■ WRITTEN EXERCISE
Pick out and copy every line in the records below that contains the word "opening". Matching is case-sensitive.

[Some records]
===
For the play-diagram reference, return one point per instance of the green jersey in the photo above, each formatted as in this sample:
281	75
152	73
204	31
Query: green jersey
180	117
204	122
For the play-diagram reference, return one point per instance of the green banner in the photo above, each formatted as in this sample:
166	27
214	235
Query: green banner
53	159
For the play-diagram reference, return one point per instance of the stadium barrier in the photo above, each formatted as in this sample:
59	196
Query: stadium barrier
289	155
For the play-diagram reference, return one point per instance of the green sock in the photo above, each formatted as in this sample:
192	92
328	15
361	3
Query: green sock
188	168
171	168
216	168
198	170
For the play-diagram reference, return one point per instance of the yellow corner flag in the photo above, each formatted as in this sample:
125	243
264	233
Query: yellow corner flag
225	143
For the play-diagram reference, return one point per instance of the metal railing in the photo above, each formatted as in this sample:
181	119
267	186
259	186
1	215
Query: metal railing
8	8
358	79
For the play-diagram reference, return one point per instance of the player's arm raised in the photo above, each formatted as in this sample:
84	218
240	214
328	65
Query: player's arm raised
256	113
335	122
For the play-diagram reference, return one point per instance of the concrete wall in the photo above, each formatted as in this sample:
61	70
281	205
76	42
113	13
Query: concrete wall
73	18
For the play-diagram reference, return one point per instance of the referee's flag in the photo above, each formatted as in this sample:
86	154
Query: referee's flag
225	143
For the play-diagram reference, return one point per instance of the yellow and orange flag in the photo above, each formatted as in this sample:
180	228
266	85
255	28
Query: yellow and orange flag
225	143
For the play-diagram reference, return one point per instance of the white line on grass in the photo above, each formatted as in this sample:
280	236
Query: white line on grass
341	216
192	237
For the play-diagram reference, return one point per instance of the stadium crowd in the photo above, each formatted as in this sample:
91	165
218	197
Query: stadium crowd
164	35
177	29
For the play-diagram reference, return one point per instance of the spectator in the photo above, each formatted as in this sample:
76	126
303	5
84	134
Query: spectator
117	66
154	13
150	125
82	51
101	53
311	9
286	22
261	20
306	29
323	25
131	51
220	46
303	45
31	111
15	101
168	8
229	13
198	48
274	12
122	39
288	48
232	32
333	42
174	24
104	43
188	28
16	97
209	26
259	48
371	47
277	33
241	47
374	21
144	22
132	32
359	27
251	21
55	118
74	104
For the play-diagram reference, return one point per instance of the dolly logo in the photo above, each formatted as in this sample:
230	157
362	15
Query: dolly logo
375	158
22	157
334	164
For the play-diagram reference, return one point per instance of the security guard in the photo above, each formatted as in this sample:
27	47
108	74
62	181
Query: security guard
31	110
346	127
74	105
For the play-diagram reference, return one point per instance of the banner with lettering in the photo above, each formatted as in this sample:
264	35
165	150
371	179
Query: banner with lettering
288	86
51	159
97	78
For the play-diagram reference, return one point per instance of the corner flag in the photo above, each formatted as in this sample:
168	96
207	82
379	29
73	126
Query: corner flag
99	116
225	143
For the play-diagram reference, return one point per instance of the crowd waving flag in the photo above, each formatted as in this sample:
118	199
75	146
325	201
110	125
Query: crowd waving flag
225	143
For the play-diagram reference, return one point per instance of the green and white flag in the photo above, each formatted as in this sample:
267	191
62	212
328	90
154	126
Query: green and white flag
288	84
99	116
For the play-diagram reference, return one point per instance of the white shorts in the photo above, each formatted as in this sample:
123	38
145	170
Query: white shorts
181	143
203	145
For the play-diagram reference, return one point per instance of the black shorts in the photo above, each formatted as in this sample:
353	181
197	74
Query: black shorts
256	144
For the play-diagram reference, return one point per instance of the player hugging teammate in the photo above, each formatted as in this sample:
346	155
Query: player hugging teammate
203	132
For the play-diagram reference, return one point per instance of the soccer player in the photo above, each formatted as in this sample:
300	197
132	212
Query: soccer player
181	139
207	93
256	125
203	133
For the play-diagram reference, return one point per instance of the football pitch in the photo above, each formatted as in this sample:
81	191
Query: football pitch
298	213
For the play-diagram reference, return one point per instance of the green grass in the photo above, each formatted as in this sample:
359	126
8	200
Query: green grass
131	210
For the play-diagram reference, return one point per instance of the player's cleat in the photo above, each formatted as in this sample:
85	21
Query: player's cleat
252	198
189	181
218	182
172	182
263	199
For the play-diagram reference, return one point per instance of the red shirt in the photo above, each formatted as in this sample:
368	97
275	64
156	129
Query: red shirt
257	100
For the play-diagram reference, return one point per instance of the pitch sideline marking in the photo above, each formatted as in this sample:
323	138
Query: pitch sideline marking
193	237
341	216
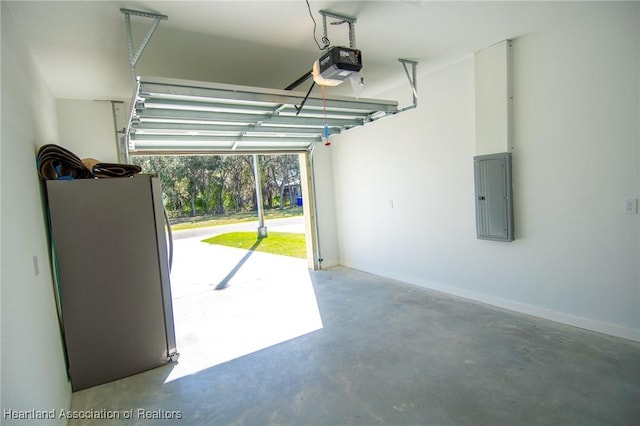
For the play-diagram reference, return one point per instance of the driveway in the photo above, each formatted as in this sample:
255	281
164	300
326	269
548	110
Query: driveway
265	298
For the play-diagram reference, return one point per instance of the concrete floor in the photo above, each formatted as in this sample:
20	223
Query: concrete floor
391	353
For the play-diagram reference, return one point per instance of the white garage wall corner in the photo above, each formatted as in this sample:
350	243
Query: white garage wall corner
33	367
325	206
404	185
87	129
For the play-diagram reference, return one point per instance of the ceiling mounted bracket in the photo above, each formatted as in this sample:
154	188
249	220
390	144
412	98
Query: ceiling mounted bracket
133	58
413	82
341	19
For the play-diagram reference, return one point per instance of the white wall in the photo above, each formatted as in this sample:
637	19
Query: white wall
33	366
87	129
404	185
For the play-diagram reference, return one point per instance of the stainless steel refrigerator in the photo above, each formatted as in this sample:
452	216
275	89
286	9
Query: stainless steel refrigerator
110	251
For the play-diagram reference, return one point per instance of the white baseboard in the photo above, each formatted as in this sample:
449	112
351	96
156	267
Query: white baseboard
611	329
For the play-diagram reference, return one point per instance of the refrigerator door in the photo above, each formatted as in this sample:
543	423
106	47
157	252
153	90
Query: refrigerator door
113	279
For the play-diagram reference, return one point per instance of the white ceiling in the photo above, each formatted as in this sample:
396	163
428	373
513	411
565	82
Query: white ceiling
80	46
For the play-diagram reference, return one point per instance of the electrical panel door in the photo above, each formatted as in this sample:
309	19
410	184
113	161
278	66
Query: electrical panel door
494	200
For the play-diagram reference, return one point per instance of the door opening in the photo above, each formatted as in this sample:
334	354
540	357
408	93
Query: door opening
229	300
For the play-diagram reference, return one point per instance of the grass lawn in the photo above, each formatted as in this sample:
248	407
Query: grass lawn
214	220
282	243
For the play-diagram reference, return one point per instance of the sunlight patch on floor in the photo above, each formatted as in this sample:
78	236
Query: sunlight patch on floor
267	300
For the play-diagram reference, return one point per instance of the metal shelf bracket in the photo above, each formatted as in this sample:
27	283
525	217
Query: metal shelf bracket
341	19
133	58
413	82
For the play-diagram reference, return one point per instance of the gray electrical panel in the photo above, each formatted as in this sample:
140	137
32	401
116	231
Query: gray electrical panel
494	197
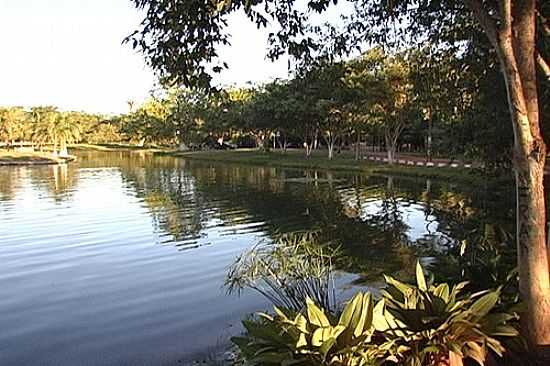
===
■ WRITTEN ANSWER
For the play-diagram reference, return one point per instance of the door opening in the photo above, each formatted as in this sample:
Query: door opening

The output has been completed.